STATED EXERCISE: Reproduce the whole listing below line for line without changing anything, and leave the picture out of your copy.

━━ EXTRACTED RECORDS

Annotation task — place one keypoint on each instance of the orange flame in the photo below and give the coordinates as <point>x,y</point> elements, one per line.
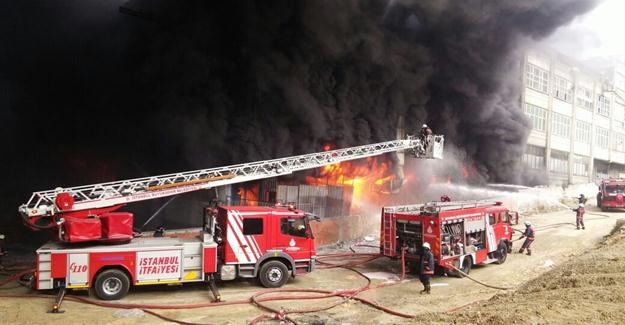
<point>367,178</point>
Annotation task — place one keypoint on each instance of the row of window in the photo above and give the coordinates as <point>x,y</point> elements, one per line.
<point>538,79</point>
<point>534,157</point>
<point>561,126</point>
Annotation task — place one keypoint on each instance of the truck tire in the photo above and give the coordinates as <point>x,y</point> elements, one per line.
<point>502,253</point>
<point>111,285</point>
<point>273,274</point>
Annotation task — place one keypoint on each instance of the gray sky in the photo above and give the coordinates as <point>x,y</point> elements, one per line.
<point>598,33</point>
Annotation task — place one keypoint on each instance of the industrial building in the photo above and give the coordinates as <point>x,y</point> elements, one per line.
<point>577,110</point>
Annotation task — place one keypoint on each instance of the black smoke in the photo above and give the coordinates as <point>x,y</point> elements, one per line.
<point>93,93</point>
<point>242,81</point>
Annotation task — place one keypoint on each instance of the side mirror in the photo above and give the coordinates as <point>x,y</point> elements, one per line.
<point>514,218</point>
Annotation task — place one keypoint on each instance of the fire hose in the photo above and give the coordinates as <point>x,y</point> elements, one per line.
<point>479,282</point>
<point>353,259</point>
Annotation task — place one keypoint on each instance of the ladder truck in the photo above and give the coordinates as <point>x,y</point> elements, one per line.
<point>267,243</point>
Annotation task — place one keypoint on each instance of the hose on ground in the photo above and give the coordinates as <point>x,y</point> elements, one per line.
<point>479,282</point>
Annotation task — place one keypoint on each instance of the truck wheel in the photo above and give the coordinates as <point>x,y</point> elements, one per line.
<point>111,285</point>
<point>502,253</point>
<point>273,274</point>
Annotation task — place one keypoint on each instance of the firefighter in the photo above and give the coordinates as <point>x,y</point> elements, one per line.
<point>529,238</point>
<point>426,268</point>
<point>579,216</point>
<point>426,135</point>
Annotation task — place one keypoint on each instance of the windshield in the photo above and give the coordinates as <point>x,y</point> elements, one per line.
<point>615,188</point>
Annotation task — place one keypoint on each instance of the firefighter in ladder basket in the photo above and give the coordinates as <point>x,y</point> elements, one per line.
<point>426,268</point>
<point>529,238</point>
<point>426,136</point>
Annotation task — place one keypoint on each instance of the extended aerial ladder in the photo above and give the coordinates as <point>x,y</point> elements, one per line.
<point>96,199</point>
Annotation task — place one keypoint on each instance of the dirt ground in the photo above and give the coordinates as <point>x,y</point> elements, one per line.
<point>573,276</point>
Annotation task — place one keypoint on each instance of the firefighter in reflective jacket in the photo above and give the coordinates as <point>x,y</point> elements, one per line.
<point>426,268</point>
<point>579,216</point>
<point>529,238</point>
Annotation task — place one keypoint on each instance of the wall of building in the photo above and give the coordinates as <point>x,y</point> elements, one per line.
<point>578,117</point>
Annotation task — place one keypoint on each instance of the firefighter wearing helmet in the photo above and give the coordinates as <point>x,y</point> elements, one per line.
<point>529,238</point>
<point>425,135</point>
<point>579,216</point>
<point>426,268</point>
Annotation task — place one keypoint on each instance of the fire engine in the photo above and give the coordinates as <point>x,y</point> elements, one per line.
<point>611,193</point>
<point>95,246</point>
<point>461,234</point>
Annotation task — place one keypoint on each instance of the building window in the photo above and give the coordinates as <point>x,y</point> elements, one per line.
<point>580,166</point>
<point>618,142</point>
<point>537,115</point>
<point>582,132</point>
<point>537,78</point>
<point>560,125</point>
<point>603,105</point>
<point>584,98</point>
<point>534,157</point>
<point>601,137</point>
<point>562,89</point>
<point>558,165</point>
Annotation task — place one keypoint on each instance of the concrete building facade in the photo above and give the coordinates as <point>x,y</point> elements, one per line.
<point>577,115</point>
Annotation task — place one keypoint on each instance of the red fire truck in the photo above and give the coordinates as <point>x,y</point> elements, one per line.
<point>611,193</point>
<point>268,243</point>
<point>460,234</point>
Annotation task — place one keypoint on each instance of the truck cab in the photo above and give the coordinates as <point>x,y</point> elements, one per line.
<point>460,234</point>
<point>611,194</point>
<point>271,243</point>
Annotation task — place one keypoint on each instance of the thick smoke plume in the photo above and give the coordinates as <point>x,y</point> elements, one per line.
<point>244,81</point>
<point>91,92</point>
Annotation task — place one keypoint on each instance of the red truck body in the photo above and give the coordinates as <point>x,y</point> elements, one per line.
<point>460,234</point>
<point>611,193</point>
<point>271,243</point>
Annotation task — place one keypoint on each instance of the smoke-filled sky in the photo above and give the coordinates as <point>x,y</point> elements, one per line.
<point>89,94</point>
<point>598,33</point>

━━━━

FINAL RESULT:
Annotation task — place one keypoint on each instance of the orange flame in the photo below and give the coordinates as <point>x,y</point> elements, one per line.
<point>367,178</point>
Annotation task — place one keypoint on each instance of the row of window in the photo above and give the coordinates as <point>x,y</point> elements, one per line.
<point>538,79</point>
<point>534,157</point>
<point>561,126</point>
Annotation task — place one keypoint on each instance of the truck tire in the photo above and give the coordinates as <point>x,y</point> elements, one per line.
<point>502,253</point>
<point>111,285</point>
<point>273,274</point>
Annotation task — place one keypoint on each instance of the gray sky in the photo above and give the coordinates as <point>x,y</point> elements, one per line.
<point>598,33</point>
Annotation task — place one keypoint on each instance of the industrial building in the photo above and give the coordinates as <point>x,y</point> elements, one per line.
<point>577,110</point>
Annotation task — place one keypoint on each instance of the black smoke in the photo above and give the coordinates as <point>x,y</point> elements, one per line.
<point>93,93</point>
<point>242,81</point>
Annotation task — place one keypoint on each instance of the side mirror in the photo above and give the coordinates as <point>x,y</point> elements, one per line.
<point>514,218</point>
Annotation task — place one keypoint on each instance of the fire hose in the photo above and give the coordinates as <point>x,y</point> elements, one per line.
<point>479,282</point>
<point>353,259</point>
Annotation task — place one keypoint on each instance of the ladder truck in the photo above and give the coordinates as <point>x,y</point> elements, one per line.
<point>267,243</point>
Annotation task — place one keypoint on each instance of the hose on ground in the photo above and give the coordinates as <point>x,y</point> elements, one per line.
<point>479,282</point>
Annotation task — place one keypoint on each instance of the truck wheel in the photo above and give the coordinates as <point>x,y</point> elements, one per line.
<point>111,285</point>
<point>502,253</point>
<point>273,274</point>
Annotation task — place one keypoint on each instance of the firefighter in the photo above and give the coordinates as <point>x,y</point> elements, one per line.
<point>529,238</point>
<point>426,268</point>
<point>579,216</point>
<point>426,135</point>
Annotation task — place one keypoint on each instance of the windshield in the photo above and give the coordinates as <point>x,y</point> elements, one per line.
<point>615,188</point>
Annotation task — place one keypoint on each instance of the firefighter in ladder basket in the photo above and give the coordinates as <point>x,y</point> elements, one per line.
<point>426,268</point>
<point>529,238</point>
<point>426,136</point>
Annotation task — place one keypoint on each instance of the extended aerial ladder in the photo above and give the coordinates as <point>x,y</point> elements, one per line.
<point>96,199</point>
Annotation task — place one keypoint on each instance of the dirt ground in the photo above and give the coordinates as <point>x,y</point> elements, one per line.
<point>573,276</point>
Annotation task — place one keypoint on each instance of the firefighter in reflective jacket in the photo above and give the coordinates as <point>x,y</point> elements, one per line.
<point>426,268</point>
<point>579,216</point>
<point>529,238</point>
Annotation task — place one keypoint on each instance of the wall of building in the photo above and give the coordinates as <point>x,y</point> elements, one per line.
<point>578,117</point>
Annotation task — place one keypoint on each instance of the firefighter wearing helmet in the photo above and give the coordinates as <point>x,y</point> elements, one per line.
<point>529,238</point>
<point>425,135</point>
<point>579,216</point>
<point>426,268</point>
Annotation task — place one keypoint on each instance of the fire engine in the photo above and give the coordinates as <point>x,y</point> elements, one per line.
<point>611,193</point>
<point>95,246</point>
<point>461,234</point>
Annotation task — place one keypoint on each instance of the building window in the photo above and give the coordinates as <point>x,y</point> elements, one per line.
<point>580,166</point>
<point>618,142</point>
<point>537,115</point>
<point>582,132</point>
<point>537,78</point>
<point>560,125</point>
<point>603,105</point>
<point>584,98</point>
<point>534,157</point>
<point>601,137</point>
<point>562,89</point>
<point>558,165</point>
Annotation task — place one keypoint on each instance of the concrete building facade in the photo above and give the coordinates as <point>x,y</point> elements, one per line.
<point>577,115</point>
Annotation task — place one keypoint on each instance of the red fire truck in the photo above and give the coordinates as <point>x,y</point> elements, one per line.
<point>611,193</point>
<point>268,243</point>
<point>460,234</point>
Annotation task — place one keypoint on each instance of the truck cab in the photo above and give the coordinates as <point>x,y</point> elements, one per line.
<point>460,234</point>
<point>611,194</point>
<point>271,243</point>
Annotation task — place one keypoint on each instance of the thick smoke plume in the photo above and give the coordinates as <point>x,y</point> elements, one per line.
<point>244,81</point>
<point>91,92</point>
Annotation task — place one keypoint on each instance of the red truck body in the photo above and give the coordinates as <point>x,y</point> elements, one per line.
<point>460,234</point>
<point>611,193</point>
<point>271,243</point>
Annotation task — place one keypoint on each instance of the smoke-filled sky in the photo above and give the coordinates as <point>x,y</point> elements, one per line.
<point>89,94</point>
<point>598,33</point>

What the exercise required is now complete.